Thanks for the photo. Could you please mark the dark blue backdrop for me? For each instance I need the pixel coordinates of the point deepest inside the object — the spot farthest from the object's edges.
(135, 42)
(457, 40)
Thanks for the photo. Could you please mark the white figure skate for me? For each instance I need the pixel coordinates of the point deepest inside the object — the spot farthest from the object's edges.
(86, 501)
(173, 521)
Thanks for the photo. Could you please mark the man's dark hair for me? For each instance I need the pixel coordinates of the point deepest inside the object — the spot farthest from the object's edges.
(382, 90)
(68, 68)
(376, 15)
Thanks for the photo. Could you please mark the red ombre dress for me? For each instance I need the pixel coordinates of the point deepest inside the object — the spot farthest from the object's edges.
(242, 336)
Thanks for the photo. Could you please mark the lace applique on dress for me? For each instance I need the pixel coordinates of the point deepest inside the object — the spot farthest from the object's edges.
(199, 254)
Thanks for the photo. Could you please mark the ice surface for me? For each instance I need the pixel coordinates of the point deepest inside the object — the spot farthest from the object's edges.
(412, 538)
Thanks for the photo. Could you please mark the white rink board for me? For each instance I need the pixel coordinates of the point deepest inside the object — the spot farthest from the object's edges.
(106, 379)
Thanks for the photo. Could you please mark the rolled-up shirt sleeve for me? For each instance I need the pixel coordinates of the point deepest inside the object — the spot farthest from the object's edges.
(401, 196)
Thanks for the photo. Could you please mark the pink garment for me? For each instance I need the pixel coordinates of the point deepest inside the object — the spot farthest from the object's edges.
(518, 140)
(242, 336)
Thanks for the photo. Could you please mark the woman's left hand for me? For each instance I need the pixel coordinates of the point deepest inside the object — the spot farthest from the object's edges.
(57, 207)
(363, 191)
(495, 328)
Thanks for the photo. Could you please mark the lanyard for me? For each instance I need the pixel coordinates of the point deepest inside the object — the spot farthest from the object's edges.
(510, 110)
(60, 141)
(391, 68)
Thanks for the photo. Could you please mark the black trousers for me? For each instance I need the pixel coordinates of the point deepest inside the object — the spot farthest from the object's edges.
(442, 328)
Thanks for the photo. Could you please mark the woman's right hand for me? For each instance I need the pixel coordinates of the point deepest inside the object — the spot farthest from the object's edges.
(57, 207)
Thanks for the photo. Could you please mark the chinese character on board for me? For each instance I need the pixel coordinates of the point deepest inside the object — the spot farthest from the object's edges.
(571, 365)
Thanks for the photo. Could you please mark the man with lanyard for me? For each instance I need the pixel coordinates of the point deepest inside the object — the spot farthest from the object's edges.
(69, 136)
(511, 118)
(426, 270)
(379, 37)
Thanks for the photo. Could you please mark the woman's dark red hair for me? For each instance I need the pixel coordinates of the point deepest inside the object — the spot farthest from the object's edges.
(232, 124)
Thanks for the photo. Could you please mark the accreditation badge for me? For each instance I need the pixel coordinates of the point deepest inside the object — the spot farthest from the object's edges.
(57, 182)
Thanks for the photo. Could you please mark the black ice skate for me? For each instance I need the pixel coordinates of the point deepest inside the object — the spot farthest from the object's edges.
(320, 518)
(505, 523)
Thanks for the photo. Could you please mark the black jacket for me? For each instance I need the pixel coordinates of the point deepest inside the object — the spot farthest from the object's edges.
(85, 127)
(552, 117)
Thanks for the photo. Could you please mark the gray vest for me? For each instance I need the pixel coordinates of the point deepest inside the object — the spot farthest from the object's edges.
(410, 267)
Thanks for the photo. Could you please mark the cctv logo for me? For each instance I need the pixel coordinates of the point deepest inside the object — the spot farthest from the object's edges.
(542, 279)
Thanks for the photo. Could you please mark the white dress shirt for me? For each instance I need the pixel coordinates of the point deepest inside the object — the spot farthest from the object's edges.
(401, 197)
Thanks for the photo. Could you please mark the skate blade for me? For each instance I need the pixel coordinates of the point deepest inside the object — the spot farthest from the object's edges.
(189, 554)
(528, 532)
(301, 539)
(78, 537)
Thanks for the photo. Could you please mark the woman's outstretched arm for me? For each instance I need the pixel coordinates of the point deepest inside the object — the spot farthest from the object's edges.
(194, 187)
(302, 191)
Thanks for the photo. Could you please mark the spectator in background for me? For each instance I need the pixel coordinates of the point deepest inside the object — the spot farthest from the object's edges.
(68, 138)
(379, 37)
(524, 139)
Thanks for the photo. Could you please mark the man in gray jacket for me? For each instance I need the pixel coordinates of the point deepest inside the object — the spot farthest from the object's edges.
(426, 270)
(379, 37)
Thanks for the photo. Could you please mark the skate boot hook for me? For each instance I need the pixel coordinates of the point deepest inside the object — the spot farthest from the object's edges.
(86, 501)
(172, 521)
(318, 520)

▶ **EXERCISE**
Render the listing lines from the one containing "the woman's outstretched" through the listing's final line, inclusive, as a JSON array of strings, one string per line, with blank lines left out.

▶ **FINISHED TASK**
[
  "Thanks for the photo. Could you please mark the woman's outstretched arm for me? For each instance I need the pixel coordinates of the point deepest inside the object — the spot farthest from the object's edges.",
  "(194, 187)",
  "(302, 191)",
  "Thanks for the photo. Could you please mark the spectator in background for me? For each instance I need the pixel coordinates of the point deepest inside the object — the spot farthest from the object's edges.",
  "(68, 138)",
  "(379, 37)",
  "(524, 139)",
  "Thanks for the photo. Could you please mark the man in gray jacket for me? For each instance I need the pixel coordinates of the point deepest inside the object — the spot farthest from the object's edges.",
  "(426, 270)",
  "(379, 37)",
  "Thanks for the photo. Could you please mark the skate boot hook for me? For each instance I need the pixel coordinates of the point deepest inside the object — the spot farthest from the object's edges.",
  "(86, 501)",
  "(172, 521)",
  "(318, 520)"
]